===== SELECTED EXCERPT

Mascot: The trusted reference standard for protein identification by mass spectrometry for 25 years

Mascot Cluster

Mascot Server has been designed to be embarrassingly parallel, which means that each search can be divided into parts that run independently, in separate threads. Support for parallel execution on a networked cluster of PCs is built-in to Mascot, and does not require any special operating system or grid engine.


Mascot Server is licensed by the CPU. Each additional CPU in the licence enables searches to run on an additional 4 physical cores or 8 threads (sometimes called logical cores). Only the processors used for searching require a Mascot licence. It is a good idea to have a few spare cores to run the web server, handle database updates, and generate reports, etc. This makes the server responsive even when there are several searches running, using all the processor time on the licensed cores.

In single thread benchmarks, the fastest processors tend to have at most 24 cores. With more than 24 cores, performance per core degrades, because the processor has to limit the per-core clock speed. It simply cannot dissipate heat fast enough, so this is sometimes called thermal throttling.

Single processors are available with 64+ cores, and some PCs can fit two processor sockets, but they will be very expensive. The speed of individual cores may not be as high as relatively inexpensive ‘consumer grade’ processors. Another issue is I/O throughput. Even with a very fast RAID10 array, either disk or RAM may become a bottleneck, which starves the processor of useful work.

==========

» **TASK DIRECTIONS**
In the Mascot Cluster text, how many additional physical cores or threads does each additional CPU in the licence allow searches to run on? You can ignore the entries that follow the text.

===== EXTRACTED DATA

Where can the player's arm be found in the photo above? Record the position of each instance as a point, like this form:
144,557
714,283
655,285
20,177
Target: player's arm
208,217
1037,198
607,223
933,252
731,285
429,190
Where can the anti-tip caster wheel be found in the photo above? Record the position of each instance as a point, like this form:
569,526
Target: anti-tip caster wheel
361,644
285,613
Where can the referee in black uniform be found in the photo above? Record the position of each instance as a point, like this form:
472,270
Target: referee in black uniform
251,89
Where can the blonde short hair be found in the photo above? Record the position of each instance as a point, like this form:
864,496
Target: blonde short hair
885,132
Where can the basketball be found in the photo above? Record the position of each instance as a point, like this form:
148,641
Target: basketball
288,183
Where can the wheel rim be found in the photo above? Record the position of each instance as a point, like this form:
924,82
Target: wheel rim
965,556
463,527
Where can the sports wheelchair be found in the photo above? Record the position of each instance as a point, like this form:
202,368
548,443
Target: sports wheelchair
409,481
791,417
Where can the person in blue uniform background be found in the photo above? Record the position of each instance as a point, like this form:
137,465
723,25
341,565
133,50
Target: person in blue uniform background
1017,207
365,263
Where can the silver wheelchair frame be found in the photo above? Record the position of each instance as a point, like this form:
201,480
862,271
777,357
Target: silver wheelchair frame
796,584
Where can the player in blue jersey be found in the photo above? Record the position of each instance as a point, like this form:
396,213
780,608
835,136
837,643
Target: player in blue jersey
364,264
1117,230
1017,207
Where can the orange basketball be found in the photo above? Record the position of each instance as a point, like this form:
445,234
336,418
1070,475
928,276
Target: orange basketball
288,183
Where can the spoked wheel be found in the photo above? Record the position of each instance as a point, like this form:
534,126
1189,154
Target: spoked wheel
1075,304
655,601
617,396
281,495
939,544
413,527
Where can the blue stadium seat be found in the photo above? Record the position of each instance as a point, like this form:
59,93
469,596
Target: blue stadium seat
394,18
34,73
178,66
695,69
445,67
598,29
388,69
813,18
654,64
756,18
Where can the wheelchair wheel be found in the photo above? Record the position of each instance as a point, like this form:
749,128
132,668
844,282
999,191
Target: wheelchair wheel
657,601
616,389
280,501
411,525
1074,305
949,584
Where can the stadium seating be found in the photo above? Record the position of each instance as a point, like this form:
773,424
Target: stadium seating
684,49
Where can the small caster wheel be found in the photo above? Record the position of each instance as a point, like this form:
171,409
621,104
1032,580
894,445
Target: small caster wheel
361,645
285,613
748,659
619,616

==========
===== EXTRACTED DATA

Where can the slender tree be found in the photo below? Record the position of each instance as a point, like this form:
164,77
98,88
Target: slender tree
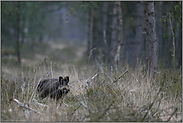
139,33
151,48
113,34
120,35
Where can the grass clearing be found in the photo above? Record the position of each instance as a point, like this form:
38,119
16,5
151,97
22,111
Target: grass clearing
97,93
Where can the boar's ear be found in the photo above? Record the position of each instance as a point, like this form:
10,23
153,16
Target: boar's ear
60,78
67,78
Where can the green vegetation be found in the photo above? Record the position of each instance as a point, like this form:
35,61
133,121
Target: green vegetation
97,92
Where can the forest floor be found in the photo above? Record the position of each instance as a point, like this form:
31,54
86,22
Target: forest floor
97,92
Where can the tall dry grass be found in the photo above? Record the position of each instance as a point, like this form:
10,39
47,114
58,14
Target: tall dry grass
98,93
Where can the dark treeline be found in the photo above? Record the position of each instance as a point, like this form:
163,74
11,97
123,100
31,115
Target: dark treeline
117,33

==========
===== EXTRACTED DATA

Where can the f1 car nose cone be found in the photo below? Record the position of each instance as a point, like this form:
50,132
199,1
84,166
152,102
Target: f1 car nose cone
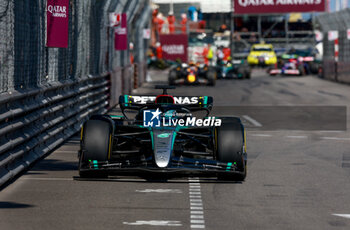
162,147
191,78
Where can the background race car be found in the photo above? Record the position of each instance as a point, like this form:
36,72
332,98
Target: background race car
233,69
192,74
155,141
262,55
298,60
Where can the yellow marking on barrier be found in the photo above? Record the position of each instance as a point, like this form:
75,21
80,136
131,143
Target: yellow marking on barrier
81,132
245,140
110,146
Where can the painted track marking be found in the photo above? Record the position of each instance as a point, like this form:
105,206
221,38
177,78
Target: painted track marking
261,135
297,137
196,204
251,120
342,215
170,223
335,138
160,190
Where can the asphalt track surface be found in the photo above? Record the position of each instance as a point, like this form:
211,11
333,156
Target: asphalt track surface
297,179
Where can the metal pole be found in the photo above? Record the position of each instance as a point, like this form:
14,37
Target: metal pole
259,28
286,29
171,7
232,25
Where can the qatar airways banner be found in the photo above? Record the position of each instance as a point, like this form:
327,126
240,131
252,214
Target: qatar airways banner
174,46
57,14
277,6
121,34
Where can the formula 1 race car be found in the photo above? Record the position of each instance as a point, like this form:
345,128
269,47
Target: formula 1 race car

==========

» **REPLY**
Each additional CPU enables searches to run on an additional 4 physical cores or 8 threads.